======== Selected excerpt ========

The Shahs and Patels didn’t mean to start turning the wheels on this “suggested arrangement” so early in their children’s lives, but when they noticed them both gravitate toward the same summer program, they figured, Why not?

Dimple and Rishi may think they have each other figured out. But when opposites clash, love works hard to prove itself in the most unexpected ways.

When Dimple Met Rishi is a sweet, fun young adult romance, focusing on two teens, fresh out of high school, dealing with the expectations of their Indian families while also trying to find their own way in life.

Dimple is passionate about her future as a coder, and despite her mother’s focus on finding a husband for her headstrong daughter, Dimple swears that she’s going to be laser-focused on her education and career. Rishi is devoted to his parents and is determined to make them happy, by becoming an MIT-educated engineer and settling down with a nice Indian wife.

Dimple and Rishi meet at Insomnia-con, a six-week coding competition held on the campus of San Francisco State University. Students work in pairs to develop their own  unique app, and the winning team gets a chance to work with a successful web developer, Jenny Lindt — Dimple’s idol, who is everything she aspires to be.

Things are rocky right from the start for Dimple and Rishi. He greets her as his “future wife”, and Dimple throws her iced coffee on him. Yeesh, not good. It turns out that their parents have conspired to bring them together, and while Rishi is totally on board for this, Dimple isn’t. Not only is she not on board, she’s also completely unaware — her parents didn’t share their plans with her. Dimple is furious, even more so when she learns that Rishi and she have been assigned to be partners, so she’ll be spending oodles of time with him over the next six weeks.

======== Provided records ========

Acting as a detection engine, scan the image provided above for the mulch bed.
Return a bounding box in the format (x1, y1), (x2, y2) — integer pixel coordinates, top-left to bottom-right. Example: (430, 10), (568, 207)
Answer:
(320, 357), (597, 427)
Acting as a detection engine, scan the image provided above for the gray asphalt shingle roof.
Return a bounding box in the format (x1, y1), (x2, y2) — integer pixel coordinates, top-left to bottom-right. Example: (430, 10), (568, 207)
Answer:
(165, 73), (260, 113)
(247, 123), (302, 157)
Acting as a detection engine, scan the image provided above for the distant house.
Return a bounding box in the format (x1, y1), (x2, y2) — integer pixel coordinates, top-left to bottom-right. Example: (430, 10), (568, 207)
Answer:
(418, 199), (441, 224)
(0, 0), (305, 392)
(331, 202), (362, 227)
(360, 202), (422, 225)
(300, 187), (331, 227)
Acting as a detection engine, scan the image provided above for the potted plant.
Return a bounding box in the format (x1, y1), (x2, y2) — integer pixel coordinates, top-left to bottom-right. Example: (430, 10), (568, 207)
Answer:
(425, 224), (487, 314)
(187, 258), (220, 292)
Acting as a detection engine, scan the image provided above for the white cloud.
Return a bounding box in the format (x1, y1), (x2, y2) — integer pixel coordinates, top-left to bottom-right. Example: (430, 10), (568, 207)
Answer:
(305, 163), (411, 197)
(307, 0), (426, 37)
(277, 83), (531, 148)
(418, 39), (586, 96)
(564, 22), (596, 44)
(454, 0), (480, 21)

========
======== Provided records ========

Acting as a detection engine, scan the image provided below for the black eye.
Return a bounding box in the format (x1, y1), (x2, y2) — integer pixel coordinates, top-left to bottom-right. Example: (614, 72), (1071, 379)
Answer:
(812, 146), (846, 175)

========

§ Required actions
1: List every individual person named in the When Dimple Met Rishi review.
2: Carry on the When Dimple Met Rishi review from the point where it stops.

§ Expected outputs
1:
Dimple
Rishi
Jenny Lindt

2:
Once past her initial anger, Dimple starts to appreciate Rishi. He’s not a hardcore coder like she is — in fact, he doesn’t care all that much about Insomnia-con, whereas she’s been living for this opportunity. Still, realizing how important it is to Dimple, Rishi throws himself into it as well. As the summer progresses and their tech ideas take wing, a friendship blooms between Dimple and Rishi… and from friendship, attraction and romance start to bloom as well.

The characters are really engaging and likable. Even though they have very different outlooks on life, it’s clear to see that they’re both passionate in their own ways. Rishi, it turns out, is following his parentally approved path to MIT, but in his secret heart of hearts, his true calling is to become a comic book artist. Through Dimple’s eyes, we learn just how talented he is, and it’s hard to understand how he could shut off that piece of himself in order to please his parents.

The two main characters’ Indian heritage adds so much to this story, as we see the weight of family traditions and expectations, but also see the cultural aspects in everyday aspects of their lives such as clothing, food, music, and more. When Rishi and Dimple are required to compete in the Insomnia-con talent show, they choose to perform a Bollywood-inspired dance, from this video:

I felt that the inner struggles both Dimple and Rishi face were portrayed really convincingly. Dimple is completely thrown off guard by her feelings for Rishi, and desperately wants to avoid allowing romance to derail her from her career aspirations into a life more suited to her mother’s preferences. And Rishi is so afraid of letting his parents down that he refuses to even consider taking the opportunities that come his way in the art world.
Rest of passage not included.